-- EXERCISE OBJECTIVE --
Please reproduce every record, keeping each one exactly as written.

-- SOURCE MATERIAL --
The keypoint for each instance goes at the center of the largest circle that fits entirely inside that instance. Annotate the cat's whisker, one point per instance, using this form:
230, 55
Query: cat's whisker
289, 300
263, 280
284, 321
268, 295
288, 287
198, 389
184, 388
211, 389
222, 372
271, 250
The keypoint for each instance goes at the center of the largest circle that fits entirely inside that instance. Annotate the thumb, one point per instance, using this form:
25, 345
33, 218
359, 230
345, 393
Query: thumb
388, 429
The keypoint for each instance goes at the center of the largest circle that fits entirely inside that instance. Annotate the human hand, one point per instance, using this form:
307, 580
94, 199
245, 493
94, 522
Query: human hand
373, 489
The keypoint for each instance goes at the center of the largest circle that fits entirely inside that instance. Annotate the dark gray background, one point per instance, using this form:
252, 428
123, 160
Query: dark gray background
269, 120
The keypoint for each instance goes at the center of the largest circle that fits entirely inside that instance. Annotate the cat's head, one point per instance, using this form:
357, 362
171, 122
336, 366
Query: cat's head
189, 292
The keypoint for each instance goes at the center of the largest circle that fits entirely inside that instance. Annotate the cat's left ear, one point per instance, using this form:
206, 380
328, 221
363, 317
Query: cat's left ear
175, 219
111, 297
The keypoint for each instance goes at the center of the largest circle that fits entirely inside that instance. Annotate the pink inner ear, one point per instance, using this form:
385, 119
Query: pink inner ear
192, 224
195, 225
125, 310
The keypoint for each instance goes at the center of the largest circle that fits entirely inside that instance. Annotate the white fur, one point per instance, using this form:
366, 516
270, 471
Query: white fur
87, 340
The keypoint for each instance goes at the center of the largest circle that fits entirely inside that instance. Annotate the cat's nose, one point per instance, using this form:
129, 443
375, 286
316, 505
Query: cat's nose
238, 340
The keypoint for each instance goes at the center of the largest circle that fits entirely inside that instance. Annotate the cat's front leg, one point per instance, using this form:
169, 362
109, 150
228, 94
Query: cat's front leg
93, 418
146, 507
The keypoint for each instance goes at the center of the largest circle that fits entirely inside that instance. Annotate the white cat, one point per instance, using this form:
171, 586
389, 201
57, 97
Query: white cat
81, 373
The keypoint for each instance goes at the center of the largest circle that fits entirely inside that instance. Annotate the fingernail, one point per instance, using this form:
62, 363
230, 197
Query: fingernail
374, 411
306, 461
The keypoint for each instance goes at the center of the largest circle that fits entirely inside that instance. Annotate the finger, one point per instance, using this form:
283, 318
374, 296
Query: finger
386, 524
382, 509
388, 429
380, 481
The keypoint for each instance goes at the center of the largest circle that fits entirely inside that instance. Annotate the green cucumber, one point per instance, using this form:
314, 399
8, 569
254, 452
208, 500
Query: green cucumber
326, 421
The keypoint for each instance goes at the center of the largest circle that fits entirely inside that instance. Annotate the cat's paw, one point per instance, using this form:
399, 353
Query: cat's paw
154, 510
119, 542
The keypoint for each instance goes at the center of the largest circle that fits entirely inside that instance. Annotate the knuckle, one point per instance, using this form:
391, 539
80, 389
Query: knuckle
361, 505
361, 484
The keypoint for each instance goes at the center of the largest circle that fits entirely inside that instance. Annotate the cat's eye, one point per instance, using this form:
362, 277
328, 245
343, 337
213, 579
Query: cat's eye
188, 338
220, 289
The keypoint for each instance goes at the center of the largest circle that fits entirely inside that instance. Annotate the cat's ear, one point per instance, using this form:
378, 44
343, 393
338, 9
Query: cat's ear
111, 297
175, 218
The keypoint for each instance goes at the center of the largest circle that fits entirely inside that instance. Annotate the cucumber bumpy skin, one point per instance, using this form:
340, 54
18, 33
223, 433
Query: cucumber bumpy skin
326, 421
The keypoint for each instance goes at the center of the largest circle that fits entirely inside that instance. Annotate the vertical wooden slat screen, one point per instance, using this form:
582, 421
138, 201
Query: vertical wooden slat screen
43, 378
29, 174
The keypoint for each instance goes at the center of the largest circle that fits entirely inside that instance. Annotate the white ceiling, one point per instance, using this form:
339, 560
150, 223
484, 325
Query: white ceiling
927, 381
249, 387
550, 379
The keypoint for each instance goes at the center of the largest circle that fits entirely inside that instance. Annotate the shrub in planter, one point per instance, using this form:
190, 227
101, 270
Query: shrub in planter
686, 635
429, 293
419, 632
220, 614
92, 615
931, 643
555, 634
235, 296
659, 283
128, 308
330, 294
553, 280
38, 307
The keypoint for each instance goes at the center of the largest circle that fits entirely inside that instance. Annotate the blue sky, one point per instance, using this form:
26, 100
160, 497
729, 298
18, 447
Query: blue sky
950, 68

-- SOLUTION --
The keypoint for each instance goes at the center of the largest circle that fits entirely inside that instance. Annotate the cat's whisker, one point per instance, using this form:
230, 55
Query: cat's whisker
289, 300
263, 280
284, 321
268, 295
288, 287
198, 389
184, 388
211, 389
222, 372
271, 250
The keypoint for each instance goes at the center of the largest circle that fits entirely inside that instance. Annotate the thumb, one point per instance, using this form:
25, 345
33, 218
359, 230
345, 393
Query: thumb
388, 429
The keypoint for each instance goes at the center of the largest circle that fits entirely inside that instance. Annotate the human hand, one point per instance, using this form:
307, 580
94, 199
245, 493
94, 522
Query: human hand
373, 489
The keypoint for each instance goes at the center of the largest circle that fits entirely inside that instance. Annotate the dark gray background, one point per instance, using this form:
252, 428
123, 160
Query: dark gray background
269, 120
The keypoint for each instance goes at the center of the largest circle that fits entirely inside that instance. Annotate the cat's head, one point per instance, using this form:
357, 362
171, 122
336, 366
Query: cat's head
189, 292
The keypoint for each instance goes at the center of the largest circle that fits entirely inside that instance. Annotate the cat's left ear, one point per instance, using this form:
206, 380
328, 221
363, 317
Query: cat's left ear
175, 219
111, 297
The keypoint for each instance goes at the center of the largest circle that fits entirely inside that instance. Annotate the pink inner ear, one point per instance, using this form:
385, 119
Query: pink inner ear
192, 224
195, 225
125, 310
The keypoint for each instance goes at the center of the largest circle that fits entirely inside that instance. Annotate the white fur, one point per instance, using this form:
366, 516
270, 471
Query: white fur
87, 340
The keypoint for each instance goes at the center of the largest circle that fits entirely inside that instance. Annotate the cat's nose, one point per instance, using this form:
129, 443
375, 286
316, 505
Query: cat's nose
238, 340
The keypoint for each instance goes at the center of the largest circle that fits entirely inside that instance. Annotate the cat's front leg, one point per instance, using this form:
169, 362
109, 150
228, 94
Query: cat's front leg
93, 418
146, 507
The keypoint for each instance goes at the center of the largest circle that fits entirely inside that instance. Annotate the white cat, one point per instance, using this form:
171, 586
389, 201
57, 97
Query: white cat
81, 373
The keypoint for each instance goes at the center of the largest circle that fits entirely inside that instance. Annotate the fingernail, one point per instance, using this form:
62, 363
230, 197
Query: fingernail
374, 411
306, 461
The keypoint for each instance goes at the center of the largest circle that fits entirely inside that instance. Annotate the finger, one point per instance, using this form:
283, 318
374, 296
Query: finger
386, 524
382, 509
388, 429
380, 481
The keypoint for each instance goes at the center of the largest circle that fits entirely inside that instance. Annotate the green cucumber, one point per instance, using this form:
314, 399
8, 569
254, 452
208, 500
Query: green cucumber
326, 421
The keypoint for each instance goes at the center of the largest circle that fits entirely inside that instance. Annotate the cat's paw, one point per instance, using this form:
399, 353
Query: cat's paw
154, 510
119, 542
The keypoint for each instance goes at the center of the largest circle that fits entirely inside that instance. Annotate the knuckle, one point per instance, using this form:
391, 539
80, 389
Query: knuckle
361, 505
361, 484
The keypoint for each instance goes at the center of the largest circle that fits entirely inside that instance. Annotate the cat's eye, one point per instance, using this form:
362, 277
328, 245
343, 337
213, 579
Query: cat's eye
188, 338
220, 289
The keypoint for each instance goes at the center of the largest circle that fits entirely inside that instance. Annotate the cat's ear, one point per instance, using this form:
378, 44
343, 393
338, 9
Query: cat's ear
111, 297
175, 218
The keypoint for each instance goes at the center of the largest circle that fits entirely inside that instance. Annotate the cucumber bumpy skin, one point per instance, using this form:
340, 54
18, 33
223, 433
Query: cucumber bumpy skin
326, 421
The keypoint for each instance goes at the center of the largest circle that fits entirely inside that instance. Annotate the vertical wooden slat screen, one point per instance, using this form:
582, 421
138, 201
Query: vertical wooden slat screen
43, 378
29, 174
The keypoint for each instance goes at the center of the largest circle that fits entirely inside that instance. Annotate the white ceiling, one point per instance, using this form:
339, 560
150, 223
484, 325
Query: white ceiling
927, 381
249, 387
550, 379
The keypoint for each instance goes at the center of the largest circle that fits entirely inside that instance. Annotate the shrub in planter, one point per instance, using this form:
190, 227
101, 270
Query: shrub in planter
686, 635
429, 293
419, 632
220, 614
92, 615
931, 643
555, 634
235, 296
659, 283
128, 308
330, 294
553, 280
38, 307
The keypoint for each instance goes at the center of the largest circle that fits entirely inside that instance. Annotate the blue sky, one point per instance, using this form:
26, 100
160, 497
729, 298
18, 447
Query: blue sky
950, 68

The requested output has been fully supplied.